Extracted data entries
↓↓↓

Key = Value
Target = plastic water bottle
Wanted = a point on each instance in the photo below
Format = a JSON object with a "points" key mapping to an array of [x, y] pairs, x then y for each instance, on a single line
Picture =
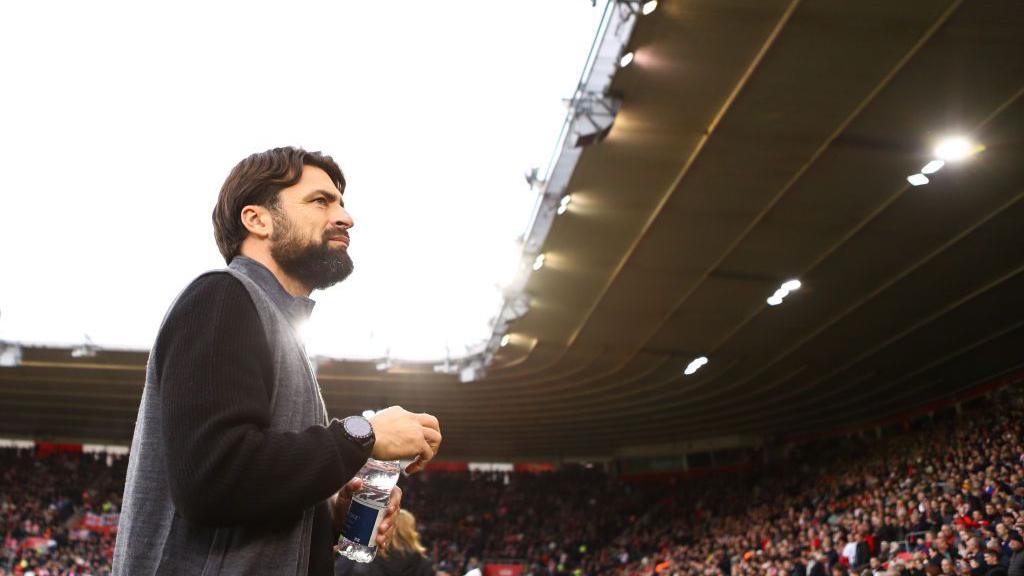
{"points": [[358, 535]]}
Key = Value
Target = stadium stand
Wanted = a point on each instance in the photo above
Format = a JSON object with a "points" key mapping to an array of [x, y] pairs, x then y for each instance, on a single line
{"points": [[931, 499]]}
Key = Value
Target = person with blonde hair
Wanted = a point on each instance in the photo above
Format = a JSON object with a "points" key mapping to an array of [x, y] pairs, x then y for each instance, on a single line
{"points": [[403, 554]]}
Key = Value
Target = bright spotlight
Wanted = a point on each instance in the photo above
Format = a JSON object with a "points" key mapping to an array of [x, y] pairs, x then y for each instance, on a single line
{"points": [[792, 285], [918, 179], [563, 206], [932, 167], [695, 365], [539, 262], [956, 148]]}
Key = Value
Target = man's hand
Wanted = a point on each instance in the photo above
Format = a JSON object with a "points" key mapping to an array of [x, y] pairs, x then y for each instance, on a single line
{"points": [[402, 435], [339, 509]]}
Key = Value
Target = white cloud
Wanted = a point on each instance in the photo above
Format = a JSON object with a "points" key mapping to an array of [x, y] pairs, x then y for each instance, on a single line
{"points": [[120, 120]]}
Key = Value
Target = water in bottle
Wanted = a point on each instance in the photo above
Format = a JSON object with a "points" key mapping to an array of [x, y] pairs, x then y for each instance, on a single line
{"points": [[358, 535]]}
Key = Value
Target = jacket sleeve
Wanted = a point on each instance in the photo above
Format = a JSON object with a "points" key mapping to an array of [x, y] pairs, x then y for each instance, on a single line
{"points": [[213, 371]]}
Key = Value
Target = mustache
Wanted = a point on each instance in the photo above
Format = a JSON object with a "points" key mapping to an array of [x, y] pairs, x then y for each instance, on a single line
{"points": [[334, 235]]}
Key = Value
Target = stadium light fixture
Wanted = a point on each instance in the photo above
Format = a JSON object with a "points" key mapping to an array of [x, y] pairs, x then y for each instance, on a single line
{"points": [[563, 206], [955, 149], [918, 179], [783, 291], [695, 365], [539, 262]]}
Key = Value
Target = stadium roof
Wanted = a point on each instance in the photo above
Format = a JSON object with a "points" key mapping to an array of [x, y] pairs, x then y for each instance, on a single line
{"points": [[757, 141]]}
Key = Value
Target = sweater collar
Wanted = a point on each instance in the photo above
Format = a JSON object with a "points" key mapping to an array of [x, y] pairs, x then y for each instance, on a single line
{"points": [[297, 309]]}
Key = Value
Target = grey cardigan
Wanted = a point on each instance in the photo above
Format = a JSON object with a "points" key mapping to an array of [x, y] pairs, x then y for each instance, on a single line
{"points": [[153, 538]]}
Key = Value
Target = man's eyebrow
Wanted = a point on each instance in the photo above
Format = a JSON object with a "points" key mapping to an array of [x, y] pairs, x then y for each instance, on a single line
{"points": [[332, 196]]}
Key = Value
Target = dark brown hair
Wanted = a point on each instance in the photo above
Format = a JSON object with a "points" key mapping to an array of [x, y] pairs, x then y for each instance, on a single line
{"points": [[257, 180]]}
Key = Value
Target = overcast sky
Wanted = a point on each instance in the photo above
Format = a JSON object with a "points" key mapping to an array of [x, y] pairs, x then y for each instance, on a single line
{"points": [[119, 121]]}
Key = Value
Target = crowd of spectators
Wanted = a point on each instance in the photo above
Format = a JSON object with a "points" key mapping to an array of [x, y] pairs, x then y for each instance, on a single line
{"points": [[944, 500], [556, 522], [42, 502]]}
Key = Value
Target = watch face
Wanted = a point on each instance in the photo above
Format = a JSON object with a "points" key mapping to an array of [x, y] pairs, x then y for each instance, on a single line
{"points": [[357, 427]]}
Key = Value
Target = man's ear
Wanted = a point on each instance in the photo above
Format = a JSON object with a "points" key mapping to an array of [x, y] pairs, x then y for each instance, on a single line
{"points": [[257, 220]]}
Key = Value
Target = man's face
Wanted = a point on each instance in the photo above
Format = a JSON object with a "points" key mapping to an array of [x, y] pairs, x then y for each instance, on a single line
{"points": [[310, 239]]}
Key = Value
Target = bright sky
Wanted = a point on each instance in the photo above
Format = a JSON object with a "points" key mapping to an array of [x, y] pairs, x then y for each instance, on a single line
{"points": [[119, 121]]}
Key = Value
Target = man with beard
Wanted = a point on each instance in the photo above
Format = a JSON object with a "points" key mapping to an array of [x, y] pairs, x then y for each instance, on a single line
{"points": [[235, 466]]}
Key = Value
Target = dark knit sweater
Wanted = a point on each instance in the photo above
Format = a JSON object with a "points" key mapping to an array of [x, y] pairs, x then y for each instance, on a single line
{"points": [[225, 467]]}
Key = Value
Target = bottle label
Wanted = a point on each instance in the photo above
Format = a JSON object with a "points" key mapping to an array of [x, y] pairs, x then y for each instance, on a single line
{"points": [[364, 518]]}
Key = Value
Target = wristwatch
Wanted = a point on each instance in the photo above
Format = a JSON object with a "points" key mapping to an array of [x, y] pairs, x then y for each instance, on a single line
{"points": [[359, 430]]}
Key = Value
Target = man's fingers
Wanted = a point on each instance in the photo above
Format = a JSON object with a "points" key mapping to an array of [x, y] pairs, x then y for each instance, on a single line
{"points": [[432, 437]]}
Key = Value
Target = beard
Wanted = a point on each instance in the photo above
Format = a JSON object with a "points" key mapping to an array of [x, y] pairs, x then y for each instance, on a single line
{"points": [[315, 264]]}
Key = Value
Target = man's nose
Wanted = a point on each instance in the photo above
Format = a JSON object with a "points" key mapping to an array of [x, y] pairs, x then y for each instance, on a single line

↑↑↑

GOAL | Report every line in the records above that contains the string "hair", treating uppercase and lowercase as different.

ANSWER TO THE PROBLEM |
Target = person with blonde hair
Target = dark brown hair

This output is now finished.